== DATA RECORDS ==
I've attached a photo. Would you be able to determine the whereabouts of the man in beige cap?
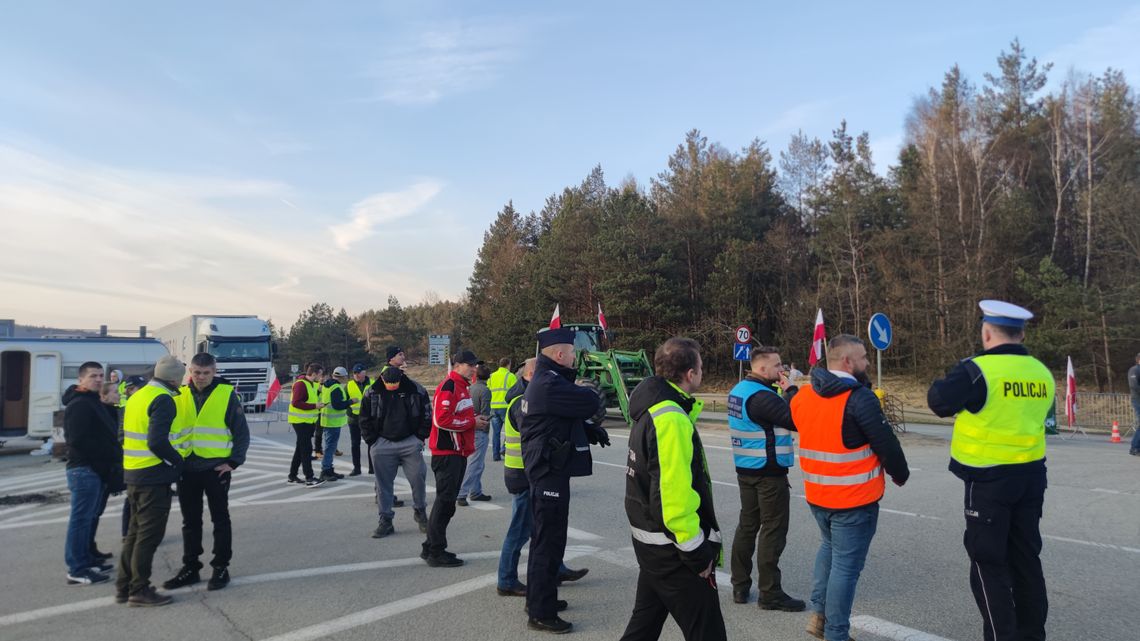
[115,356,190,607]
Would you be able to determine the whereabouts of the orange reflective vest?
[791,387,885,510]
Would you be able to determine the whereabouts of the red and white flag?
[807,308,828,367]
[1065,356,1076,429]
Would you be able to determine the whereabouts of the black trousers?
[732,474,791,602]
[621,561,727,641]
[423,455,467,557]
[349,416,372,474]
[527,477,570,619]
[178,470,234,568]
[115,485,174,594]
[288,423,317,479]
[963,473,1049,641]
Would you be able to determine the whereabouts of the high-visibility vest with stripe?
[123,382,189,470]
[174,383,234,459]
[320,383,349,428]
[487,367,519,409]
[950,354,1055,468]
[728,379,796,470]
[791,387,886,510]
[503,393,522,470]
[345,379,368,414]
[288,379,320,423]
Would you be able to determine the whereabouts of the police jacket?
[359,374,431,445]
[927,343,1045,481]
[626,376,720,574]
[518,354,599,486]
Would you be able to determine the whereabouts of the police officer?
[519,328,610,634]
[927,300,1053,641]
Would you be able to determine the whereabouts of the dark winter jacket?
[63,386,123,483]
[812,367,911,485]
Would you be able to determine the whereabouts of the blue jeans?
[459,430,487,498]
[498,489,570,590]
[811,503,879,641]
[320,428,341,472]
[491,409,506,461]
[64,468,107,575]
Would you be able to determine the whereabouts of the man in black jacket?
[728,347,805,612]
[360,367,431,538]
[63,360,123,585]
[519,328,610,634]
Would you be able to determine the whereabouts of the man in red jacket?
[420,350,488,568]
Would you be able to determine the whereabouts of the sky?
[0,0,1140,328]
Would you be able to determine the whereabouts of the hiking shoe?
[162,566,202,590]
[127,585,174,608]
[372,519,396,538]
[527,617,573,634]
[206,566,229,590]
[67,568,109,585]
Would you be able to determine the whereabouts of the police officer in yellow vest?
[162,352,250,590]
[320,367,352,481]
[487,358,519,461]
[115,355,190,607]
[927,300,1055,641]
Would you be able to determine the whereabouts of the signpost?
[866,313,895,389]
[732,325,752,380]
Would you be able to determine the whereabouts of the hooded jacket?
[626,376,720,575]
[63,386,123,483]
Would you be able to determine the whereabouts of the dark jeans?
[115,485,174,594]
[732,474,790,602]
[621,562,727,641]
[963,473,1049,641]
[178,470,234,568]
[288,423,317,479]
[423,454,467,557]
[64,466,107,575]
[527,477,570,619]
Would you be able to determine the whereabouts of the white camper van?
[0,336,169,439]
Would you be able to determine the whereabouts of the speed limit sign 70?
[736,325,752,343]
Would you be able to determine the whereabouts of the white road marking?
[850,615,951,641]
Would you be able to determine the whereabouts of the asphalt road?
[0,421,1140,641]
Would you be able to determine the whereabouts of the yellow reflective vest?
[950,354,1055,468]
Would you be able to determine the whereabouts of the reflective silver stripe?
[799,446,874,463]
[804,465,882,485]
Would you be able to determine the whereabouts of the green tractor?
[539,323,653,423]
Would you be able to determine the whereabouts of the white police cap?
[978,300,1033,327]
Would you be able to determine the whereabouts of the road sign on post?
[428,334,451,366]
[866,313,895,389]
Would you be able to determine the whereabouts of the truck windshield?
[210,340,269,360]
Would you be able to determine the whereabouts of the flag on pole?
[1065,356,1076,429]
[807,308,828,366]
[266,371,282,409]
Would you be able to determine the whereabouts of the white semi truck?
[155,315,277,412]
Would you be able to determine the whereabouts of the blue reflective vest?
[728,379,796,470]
===
Switch "blue jeans" to "denim trousers" in the lines of the records between the line containing "the police jacket?" and the line containing "[64,468,107,575]", inclusive, and give only those lines with nothing else changed.

Would you be able to determine the whereabouts of the police jacket?
[359,374,431,445]
[927,343,1045,481]
[626,376,720,574]
[518,354,599,486]
Would you be able to determine the whereabouts of the police officer?
[519,328,610,634]
[927,300,1053,641]
Would you be able to determine the whereabouts of the dark winter jacket?
[63,386,123,483]
[812,367,911,485]
Would you be able to determine the whereabouts of the denim trousers?
[459,430,487,498]
[498,489,570,590]
[811,503,879,641]
[320,428,341,472]
[491,409,506,461]
[64,468,107,575]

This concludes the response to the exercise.